Exercise aim
Copy the material from the line that contains "Study the drawing below and tell me where the green" through the line that contains "[153,0,432,299]", both included, switching "foliage" to "leaves" and leaving everything else unchanged.

Data excerpts
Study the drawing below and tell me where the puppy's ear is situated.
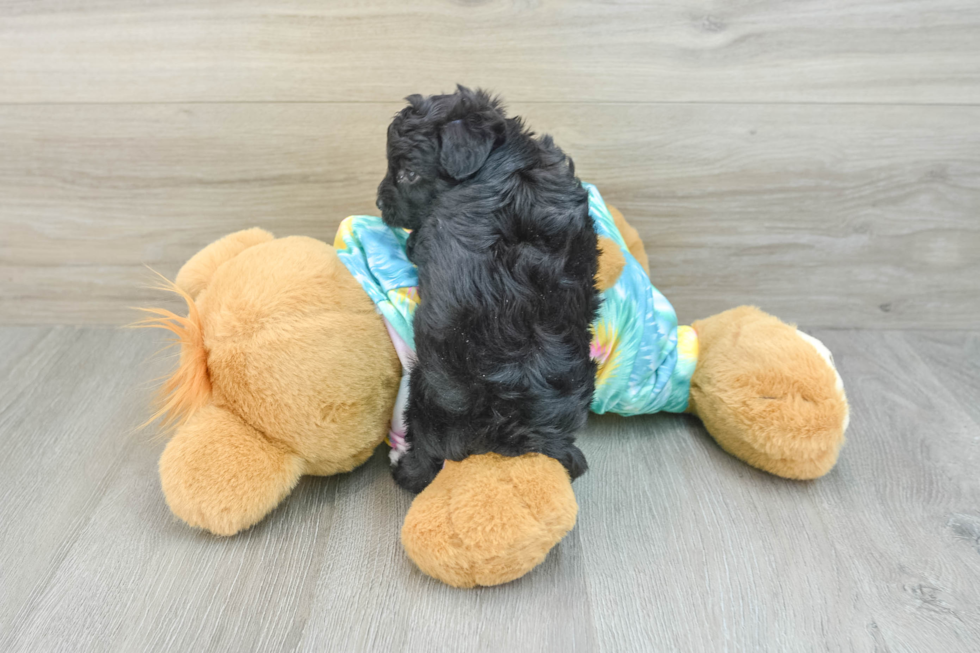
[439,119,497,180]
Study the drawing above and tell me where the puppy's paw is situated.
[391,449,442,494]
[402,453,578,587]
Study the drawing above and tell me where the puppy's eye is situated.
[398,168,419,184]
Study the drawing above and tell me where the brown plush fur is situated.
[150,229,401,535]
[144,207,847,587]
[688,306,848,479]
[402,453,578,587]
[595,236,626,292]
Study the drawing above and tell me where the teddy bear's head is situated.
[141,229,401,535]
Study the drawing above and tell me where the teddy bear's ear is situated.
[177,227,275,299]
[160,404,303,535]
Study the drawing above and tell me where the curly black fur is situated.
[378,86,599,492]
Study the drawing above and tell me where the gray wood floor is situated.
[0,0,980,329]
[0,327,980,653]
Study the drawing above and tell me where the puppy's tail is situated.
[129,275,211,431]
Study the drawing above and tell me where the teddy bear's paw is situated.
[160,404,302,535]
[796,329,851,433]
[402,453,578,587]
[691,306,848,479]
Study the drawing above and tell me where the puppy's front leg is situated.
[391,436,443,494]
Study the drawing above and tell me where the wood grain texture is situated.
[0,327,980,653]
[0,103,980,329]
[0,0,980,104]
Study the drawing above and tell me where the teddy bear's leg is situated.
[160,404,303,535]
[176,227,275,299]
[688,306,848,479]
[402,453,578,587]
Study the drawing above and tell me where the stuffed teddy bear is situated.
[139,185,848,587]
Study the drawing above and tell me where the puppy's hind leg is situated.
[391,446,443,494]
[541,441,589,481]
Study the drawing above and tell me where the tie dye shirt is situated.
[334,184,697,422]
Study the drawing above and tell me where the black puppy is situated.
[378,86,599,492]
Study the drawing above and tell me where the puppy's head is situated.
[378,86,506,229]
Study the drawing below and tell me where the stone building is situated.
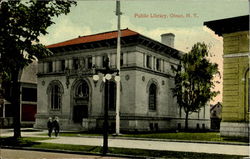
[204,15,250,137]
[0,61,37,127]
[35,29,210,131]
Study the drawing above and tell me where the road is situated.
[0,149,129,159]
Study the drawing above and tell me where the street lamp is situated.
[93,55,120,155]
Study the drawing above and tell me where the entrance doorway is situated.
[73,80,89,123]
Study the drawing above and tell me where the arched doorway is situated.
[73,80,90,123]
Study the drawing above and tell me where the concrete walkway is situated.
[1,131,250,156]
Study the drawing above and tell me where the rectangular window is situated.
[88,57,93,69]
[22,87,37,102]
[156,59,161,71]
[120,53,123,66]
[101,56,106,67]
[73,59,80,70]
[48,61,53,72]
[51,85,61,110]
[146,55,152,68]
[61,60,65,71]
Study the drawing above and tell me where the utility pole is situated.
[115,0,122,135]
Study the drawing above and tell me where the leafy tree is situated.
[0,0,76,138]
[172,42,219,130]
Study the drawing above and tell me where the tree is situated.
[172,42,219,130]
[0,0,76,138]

...

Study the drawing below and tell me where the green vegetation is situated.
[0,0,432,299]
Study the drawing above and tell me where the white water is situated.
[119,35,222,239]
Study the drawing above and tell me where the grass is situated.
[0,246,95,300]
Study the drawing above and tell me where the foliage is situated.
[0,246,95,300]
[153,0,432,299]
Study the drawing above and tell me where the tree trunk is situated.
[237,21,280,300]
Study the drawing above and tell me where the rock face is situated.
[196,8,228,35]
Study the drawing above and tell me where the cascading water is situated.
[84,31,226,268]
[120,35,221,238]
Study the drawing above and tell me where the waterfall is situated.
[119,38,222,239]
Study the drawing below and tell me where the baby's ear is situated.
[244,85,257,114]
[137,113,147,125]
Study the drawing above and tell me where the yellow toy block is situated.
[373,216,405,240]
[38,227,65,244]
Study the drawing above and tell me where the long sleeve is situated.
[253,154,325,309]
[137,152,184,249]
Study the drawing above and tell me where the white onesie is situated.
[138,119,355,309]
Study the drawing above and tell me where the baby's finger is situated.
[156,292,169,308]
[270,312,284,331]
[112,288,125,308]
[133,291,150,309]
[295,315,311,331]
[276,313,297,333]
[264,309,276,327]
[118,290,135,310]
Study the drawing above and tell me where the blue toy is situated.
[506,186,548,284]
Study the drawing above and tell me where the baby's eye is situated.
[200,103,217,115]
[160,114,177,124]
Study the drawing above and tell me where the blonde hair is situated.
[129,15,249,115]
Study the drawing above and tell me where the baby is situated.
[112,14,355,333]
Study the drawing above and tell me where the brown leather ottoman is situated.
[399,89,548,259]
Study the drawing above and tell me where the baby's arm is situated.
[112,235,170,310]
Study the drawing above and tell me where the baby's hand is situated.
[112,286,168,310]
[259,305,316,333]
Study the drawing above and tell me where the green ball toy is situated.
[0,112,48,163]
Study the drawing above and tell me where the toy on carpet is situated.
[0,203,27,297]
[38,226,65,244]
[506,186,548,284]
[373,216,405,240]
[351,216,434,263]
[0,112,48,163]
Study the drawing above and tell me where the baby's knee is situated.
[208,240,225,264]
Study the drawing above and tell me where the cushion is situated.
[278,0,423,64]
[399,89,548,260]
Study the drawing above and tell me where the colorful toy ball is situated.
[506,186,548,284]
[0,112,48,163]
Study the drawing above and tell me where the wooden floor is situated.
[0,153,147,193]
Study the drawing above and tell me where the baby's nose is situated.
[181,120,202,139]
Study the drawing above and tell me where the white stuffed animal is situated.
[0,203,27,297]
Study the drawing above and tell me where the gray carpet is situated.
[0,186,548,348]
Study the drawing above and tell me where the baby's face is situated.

Full output
Study the drawing below and tell me where the green vegetation is situated.
[0,0,432,299]
Study the drawing above and tell me where the white water is situated.
[119,35,222,239]
Study the drawing above and tell me where the grass is situated.
[0,246,95,300]
Study the drawing above and tell me where the leaves is situated.
[0,246,95,300]
[153,0,432,299]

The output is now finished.